【朱鞠内湖イトウ釣り】S字系ビッグベイトで4尾釣る!
本州で絶大な支持を得ているビッグベイトだが、北海道で使っている人は少ない。
その可能性を探るために、ビッグベイトブームを牽引してきた、ルアーメーカー、ガンクラフトの平岩孝典さんが、北海道の朱鞠内湖でイトウ釣りに挑んだ。
この記事では、S字系、ビッグベイトといった要素に朱鞠内湖のイトウがどんな反応を見せたのかをレポート。
2日間で4尾のイトウを釣り上げた様子を紹介する。
Contents
S字系ビッグベイトはアピール度が高い
2000年代、本州におけるブラックバスシーンでビッグベイトブームが巻き起こった。程なくして、大型のバスに効果的なタクティクスのジャンルとして定着していった。
大型魚を反応させる能力、釣り人側の視覚的な刺激の強さ、操作する楽しさなどから、ビッグベイトをメインとするアングラーも少なくはない。
しかし、S字系ビッグベイトの定番である「鮎邪ジョインテッドクロー178」の178cm、2オンスクラス(約57g)というサイズは、いつもタックルのローテーションに加えるのは難しく、別のタックルが必要。
これがネックだったのか、ビッグベイトが北海道で大きな広がりを見せることはなかった。

ある収集の記録:
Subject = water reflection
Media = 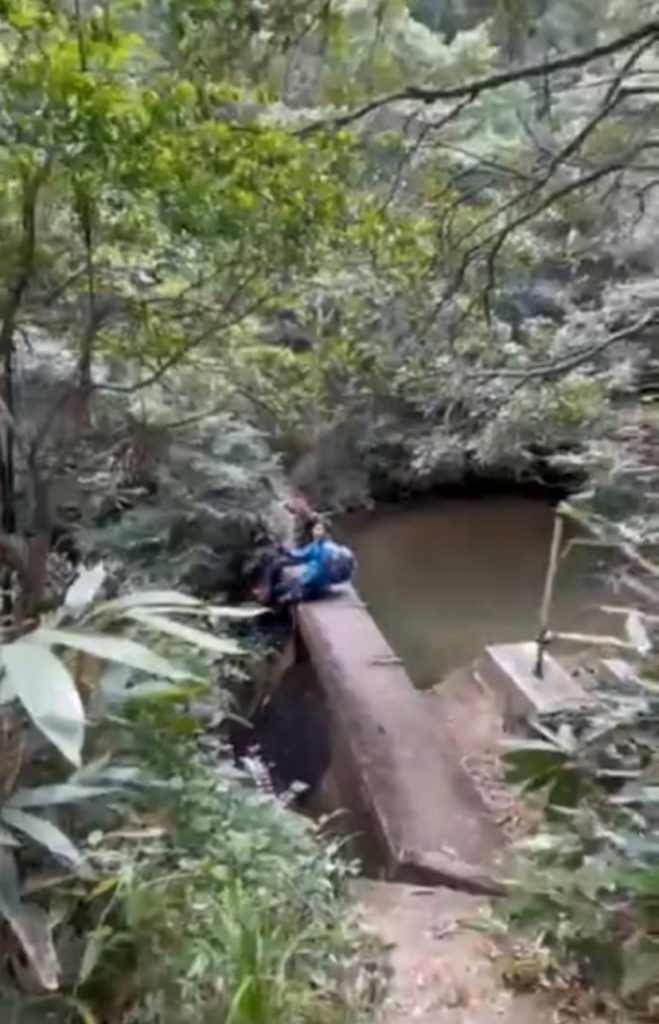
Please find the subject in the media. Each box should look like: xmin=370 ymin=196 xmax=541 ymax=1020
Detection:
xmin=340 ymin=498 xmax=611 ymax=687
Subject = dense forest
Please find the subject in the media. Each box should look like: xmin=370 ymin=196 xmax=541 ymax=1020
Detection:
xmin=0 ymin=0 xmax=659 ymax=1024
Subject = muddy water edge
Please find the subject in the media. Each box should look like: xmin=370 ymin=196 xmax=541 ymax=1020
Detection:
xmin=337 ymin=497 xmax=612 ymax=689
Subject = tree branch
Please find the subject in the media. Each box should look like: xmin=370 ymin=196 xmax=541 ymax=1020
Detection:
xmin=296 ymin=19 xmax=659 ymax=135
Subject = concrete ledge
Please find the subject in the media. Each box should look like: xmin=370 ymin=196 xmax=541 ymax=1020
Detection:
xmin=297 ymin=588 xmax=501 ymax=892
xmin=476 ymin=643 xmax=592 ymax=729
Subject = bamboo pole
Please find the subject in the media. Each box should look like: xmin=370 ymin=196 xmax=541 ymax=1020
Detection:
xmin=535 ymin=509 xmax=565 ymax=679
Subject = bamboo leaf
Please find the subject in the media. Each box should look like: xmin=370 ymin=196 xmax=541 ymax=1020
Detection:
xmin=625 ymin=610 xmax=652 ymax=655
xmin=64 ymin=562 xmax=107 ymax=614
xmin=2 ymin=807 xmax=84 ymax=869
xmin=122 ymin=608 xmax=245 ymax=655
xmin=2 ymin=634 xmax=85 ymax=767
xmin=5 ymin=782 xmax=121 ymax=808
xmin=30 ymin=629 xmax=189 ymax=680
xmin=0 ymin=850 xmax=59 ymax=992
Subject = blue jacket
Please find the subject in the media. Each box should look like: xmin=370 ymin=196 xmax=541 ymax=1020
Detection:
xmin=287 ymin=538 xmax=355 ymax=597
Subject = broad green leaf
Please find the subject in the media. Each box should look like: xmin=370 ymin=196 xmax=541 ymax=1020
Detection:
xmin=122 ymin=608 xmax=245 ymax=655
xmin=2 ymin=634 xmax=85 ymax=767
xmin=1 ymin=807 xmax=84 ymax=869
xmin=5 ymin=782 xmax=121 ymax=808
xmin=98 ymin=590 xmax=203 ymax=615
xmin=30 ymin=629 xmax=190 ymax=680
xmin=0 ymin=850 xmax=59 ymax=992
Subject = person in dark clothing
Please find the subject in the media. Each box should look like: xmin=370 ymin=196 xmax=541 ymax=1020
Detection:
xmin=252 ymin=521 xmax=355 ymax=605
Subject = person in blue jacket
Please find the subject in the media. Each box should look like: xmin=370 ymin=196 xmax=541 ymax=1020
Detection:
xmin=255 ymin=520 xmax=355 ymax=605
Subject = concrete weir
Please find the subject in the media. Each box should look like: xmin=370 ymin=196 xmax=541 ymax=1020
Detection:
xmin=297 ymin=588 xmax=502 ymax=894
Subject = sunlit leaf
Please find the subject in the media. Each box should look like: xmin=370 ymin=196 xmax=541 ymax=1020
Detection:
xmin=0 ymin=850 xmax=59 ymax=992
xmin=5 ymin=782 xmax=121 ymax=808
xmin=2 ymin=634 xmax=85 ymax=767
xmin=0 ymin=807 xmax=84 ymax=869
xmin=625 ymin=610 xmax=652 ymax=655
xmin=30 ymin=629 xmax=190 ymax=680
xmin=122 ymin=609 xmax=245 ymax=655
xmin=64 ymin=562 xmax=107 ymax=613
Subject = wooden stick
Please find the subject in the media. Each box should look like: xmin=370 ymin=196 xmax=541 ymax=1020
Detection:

* 取り組む課題
**a)** 朱鞠内湖でのイトウ釣りを扱った本文を、最初から最後まで一字一句たがえずに書き写してほしい。
**b)** 記録の冒頭から「xmin=287 ymin=538 xmax=355 ymax=597」を含む行までを、その行も含めてそのまま引用してほしい。画像は答えに入れないこと。
これらの記録は本文とは何の関係もない。

* 記述の解答
**a)**
【朱鞠内湖イトウ釣り】S字系ビッグベイトで4尾釣る!
本州で絶大な支持を得ているビッグベイトだが、北海道で使っている人は少ない。
その可能性を探るために、ビッグベイトブームを牽引してきた、ルアーメーカー、ガンクラフトの平岩孝典さんが、北海道の朱鞠内湖でイトウ釣りに挑んだ。
この記事では、S字系、ビッグベイトといった要素に朱鞠内湖のイトウがどんな反応を見せたのかをレポート。
2日間で4尾のイトウを釣り上げた様子を紹介する。
Contents
S字系ビッグベイトはアピール度が高い
2000年代、本州におけるブラックバスシーンでビッグベイトブームが巻き起こった。程なくして、大型のバスに効果的なタクティクスのジャンルとして定着していった。
大型魚を反応させる能力、釣り人側の視覚的な刺激の強さ、操作する楽しさなどから、ビッグベイトをメインとするアングラーも少なくはない。
しかし、S字系ビッグベイトの定番である「鮎邪ジョインテッドクロー178」の178cm、2オンスクラス(約57g)というサイズは、いつもタックルのローテーションに加えるのは難しく、別のタックルが必要。
これがネックだったのか、ビッグベイトが北海道で大きな広がりを見せることはなかった。

**b)**
Subject = water reflection
Media = 
Please find the subject in the media. Each box should look like: xmin=370 ymin=196 xmax=541 ymax=1020
Detection:
xmin=340 ymin=498 xmax=611 ymax=687
Subject = dense forest
Please find the subject in the media. Each box should look like: xmin=370 ymin=196 xmax=541 ymax=1020
Detection:
xmin=0 ymin=0 xmax=659 ymax=1024
Subject = muddy water edge
Please find the subject in the media. Each box should look like: xmin=370 ymin=196 xmax=541 ymax=1020
Detection:
xmin=337 ymin=497 xmax=612 ymax=689
Subject = tree branch
Please find the subject in the media. Each box should look like: xmin=370 ymin=196 xmax=541 ymax=1020
Detection:
xmin=296 ymin=19 xmax=659 ymax=135
Subject = concrete ledge
Please find the subject in the media. Each box should look like: xmin=370 ymin=196 xmax=541 ymax=1020
Detection:
xmin=297 ymin=588 xmax=501 ymax=892
xmin=476 ymin=643 xmax=592 ymax=729
Subject = bamboo pole
Please find the subject in the media. Each box should look like: xmin=370 ymin=196 xmax=541 ymax=1020
Detection:
xmin=535 ymin=509 xmax=565 ymax=679
Subject = bamboo leaf
Please find the subject in the media. Each box should look like: xmin=370 ymin=196 xmax=541 ymax=1020
Detection:
xmin=625 ymin=610 xmax=652 ymax=655
xmin=64 ymin=562 xmax=107 ymax=614
xmin=2 ymin=807 xmax=84 ymax=869
xmin=122 ymin=608 xmax=245 ymax=655
xmin=2 ymin=634 xmax=85 ymax=767
xmin=5 ymin=782 xmax=121 ymax=808
xmin=30 ymin=629 xmax=189 ymax=680
xmin=0 ymin=850 xmax=59 ymax=992
Subject = blue jacket
Please find the subject in the media. Each box should look like: xmin=370 ymin=196 xmax=541 ymax=1020
Detection:
xmin=287 ymin=538 xmax=355 ymax=597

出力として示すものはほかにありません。